SELECCIÓN.
--------------------
La historia de la fotografía tal vez sea la experiencia de un viaje y un relevo, aquél que toma sus raíces en las pretensiones de la pintura de salón, el retrato cortesano y burgués de un prestigio episódico e inaugural. Sin embargo, esa experiencia muestra rápidamente su decrepitud, y de este modo podríamos decir que la fotografía como método tecnológico de captura de la imagen es una auténtica toma de la Bastilla, una revolución en los modos sociales de construir mirada.

Esta nueva enajenación, de la que todas las artes toman referencia durante el curso del siglo XIX, está ligada, por otra parte, a la construcción de la ciudad moderna. Cuando leemos a Baudelaire y sus “Flores del mal”, sabemos que esa dislocación de la mirada ya no será una bucólica, y que el amor y la incertidumbre del “tedium vitae” quedarán marcados por un nuevo sesgo: el de la industrialización y tecnologización definitivas de la ciudad como portadora de una nueva peste.

En esta pestilencia simbólica, ciudad y fotografía se vuelven indesligables. A partir de allí la fotografía salta el margen de la familia burguesa y se vuelve obús en un campo de discursos y diversos sincretismos.

II.
--------------------
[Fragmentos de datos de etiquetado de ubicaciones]
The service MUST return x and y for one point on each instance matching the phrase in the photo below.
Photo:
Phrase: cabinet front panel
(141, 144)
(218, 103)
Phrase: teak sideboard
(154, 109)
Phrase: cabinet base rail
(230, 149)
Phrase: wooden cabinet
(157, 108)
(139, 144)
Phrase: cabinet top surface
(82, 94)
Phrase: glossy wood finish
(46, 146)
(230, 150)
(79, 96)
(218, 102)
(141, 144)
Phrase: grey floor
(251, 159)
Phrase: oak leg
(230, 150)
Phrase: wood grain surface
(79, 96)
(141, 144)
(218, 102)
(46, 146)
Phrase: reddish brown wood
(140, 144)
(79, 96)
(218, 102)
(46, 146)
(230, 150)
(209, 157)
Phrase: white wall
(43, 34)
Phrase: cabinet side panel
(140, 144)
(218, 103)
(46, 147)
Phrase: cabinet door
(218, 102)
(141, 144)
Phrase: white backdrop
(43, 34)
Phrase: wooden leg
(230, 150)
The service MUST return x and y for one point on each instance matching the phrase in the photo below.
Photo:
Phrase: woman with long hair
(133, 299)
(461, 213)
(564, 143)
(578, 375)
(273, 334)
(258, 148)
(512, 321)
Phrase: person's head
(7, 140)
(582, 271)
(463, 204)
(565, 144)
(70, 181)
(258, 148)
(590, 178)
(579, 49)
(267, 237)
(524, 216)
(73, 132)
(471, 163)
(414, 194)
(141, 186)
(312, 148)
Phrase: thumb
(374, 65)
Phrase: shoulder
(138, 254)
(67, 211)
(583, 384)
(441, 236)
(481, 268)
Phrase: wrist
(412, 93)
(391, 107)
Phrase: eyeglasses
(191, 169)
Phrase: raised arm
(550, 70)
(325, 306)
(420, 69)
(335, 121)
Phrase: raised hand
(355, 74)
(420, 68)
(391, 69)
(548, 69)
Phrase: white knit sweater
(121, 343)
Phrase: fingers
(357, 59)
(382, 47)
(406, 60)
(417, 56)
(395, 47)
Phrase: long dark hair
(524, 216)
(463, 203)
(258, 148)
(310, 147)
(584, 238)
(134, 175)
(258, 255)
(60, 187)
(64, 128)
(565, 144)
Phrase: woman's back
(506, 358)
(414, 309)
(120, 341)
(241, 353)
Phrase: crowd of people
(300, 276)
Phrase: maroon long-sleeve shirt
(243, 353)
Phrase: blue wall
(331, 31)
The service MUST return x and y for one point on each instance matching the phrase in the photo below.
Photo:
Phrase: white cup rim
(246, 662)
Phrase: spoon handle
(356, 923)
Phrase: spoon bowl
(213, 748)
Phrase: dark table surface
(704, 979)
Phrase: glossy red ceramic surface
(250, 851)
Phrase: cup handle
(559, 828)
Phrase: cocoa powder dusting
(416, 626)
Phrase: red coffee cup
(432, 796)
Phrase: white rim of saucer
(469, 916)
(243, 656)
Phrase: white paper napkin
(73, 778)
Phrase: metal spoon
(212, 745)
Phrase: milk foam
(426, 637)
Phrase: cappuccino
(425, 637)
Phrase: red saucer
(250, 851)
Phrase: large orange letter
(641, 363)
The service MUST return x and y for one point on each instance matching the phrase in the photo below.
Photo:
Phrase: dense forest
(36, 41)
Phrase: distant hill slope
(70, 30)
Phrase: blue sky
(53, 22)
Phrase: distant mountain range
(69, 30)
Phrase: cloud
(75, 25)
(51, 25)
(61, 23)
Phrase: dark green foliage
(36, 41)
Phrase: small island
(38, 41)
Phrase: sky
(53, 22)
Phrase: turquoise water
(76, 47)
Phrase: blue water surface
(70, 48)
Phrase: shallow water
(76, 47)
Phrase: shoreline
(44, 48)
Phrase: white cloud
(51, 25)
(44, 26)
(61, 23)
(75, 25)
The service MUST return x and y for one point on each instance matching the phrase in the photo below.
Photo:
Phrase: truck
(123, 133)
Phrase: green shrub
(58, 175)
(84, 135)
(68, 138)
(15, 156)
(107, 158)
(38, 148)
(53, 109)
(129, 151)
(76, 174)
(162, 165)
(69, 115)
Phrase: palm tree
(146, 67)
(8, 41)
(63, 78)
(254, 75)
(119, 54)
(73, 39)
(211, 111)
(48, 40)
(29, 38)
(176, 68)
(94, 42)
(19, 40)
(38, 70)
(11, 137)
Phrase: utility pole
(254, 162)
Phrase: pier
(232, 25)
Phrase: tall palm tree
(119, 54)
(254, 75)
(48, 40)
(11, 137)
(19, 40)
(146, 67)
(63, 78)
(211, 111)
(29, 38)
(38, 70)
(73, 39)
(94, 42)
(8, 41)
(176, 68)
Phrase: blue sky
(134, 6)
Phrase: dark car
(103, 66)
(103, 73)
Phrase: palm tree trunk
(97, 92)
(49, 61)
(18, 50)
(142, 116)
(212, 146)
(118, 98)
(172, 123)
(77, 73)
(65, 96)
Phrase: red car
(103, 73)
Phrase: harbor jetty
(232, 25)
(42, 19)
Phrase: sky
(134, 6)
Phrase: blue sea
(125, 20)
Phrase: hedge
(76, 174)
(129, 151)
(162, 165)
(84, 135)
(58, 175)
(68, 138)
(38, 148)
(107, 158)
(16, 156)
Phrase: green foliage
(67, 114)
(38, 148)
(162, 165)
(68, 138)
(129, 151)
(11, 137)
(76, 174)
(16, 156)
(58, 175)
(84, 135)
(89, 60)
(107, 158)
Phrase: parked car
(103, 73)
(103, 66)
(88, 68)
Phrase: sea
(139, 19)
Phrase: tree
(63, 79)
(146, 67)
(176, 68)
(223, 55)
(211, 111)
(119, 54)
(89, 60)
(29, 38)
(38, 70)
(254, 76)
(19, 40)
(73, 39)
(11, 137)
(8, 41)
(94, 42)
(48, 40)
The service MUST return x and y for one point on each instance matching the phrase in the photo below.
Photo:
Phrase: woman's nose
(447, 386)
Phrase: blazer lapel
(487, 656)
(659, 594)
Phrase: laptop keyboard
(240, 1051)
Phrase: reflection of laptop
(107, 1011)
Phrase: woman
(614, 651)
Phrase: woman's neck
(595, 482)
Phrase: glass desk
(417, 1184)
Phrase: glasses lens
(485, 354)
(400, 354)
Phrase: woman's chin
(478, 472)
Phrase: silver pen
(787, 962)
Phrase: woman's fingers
--------------------
TAREA ASIGNADA. Repite palabra por palabra el texto completo sobre la fotografía y la ciudad moderna. Las líneas de datos no desempeñan ningún papel en esto.

RESPUESTA.
La historia de la fotografía tal vez sea la experiencia de un viaje y un relevo, aquél que toma sus raíces en las pretensiones de la pintura de salón, el retrato cortesano y burgués de un prestigio episódico e inaugural. Sin embargo, esa experiencia muestra rápidamente su decrepitud, y de este modo podríamos decir que la fotografía como método tecnológico de captura de la imagen es una auténtica toma de la Bastilla, una revolución en los modos sociales de construir mirada.

Esta nueva enajenación, de la que todas las artes toman referencia durante el curso del siglo XIX, está ligada, por otra parte, a la construcción de la ciudad moderna. Cuando leemos a Baudelaire y sus “Flores del mal”, sabemos que esa dislocación de la mirada ya no será una bucólica, y que el amor y la incertidumbre del “tedium vitae” quedarán marcados por un nuevo sesgo: el de la industrialización y tecnologización definitivas de la ciudad como portadora de una nueva peste.

En esta pestilencia simbólica, ciudad y fotografía se vuelven indesligables. A partir de allí la fotografía salta el margen de la familia burguesa y se vuelve obús en un campo de discursos y diversos sincretismos.

II.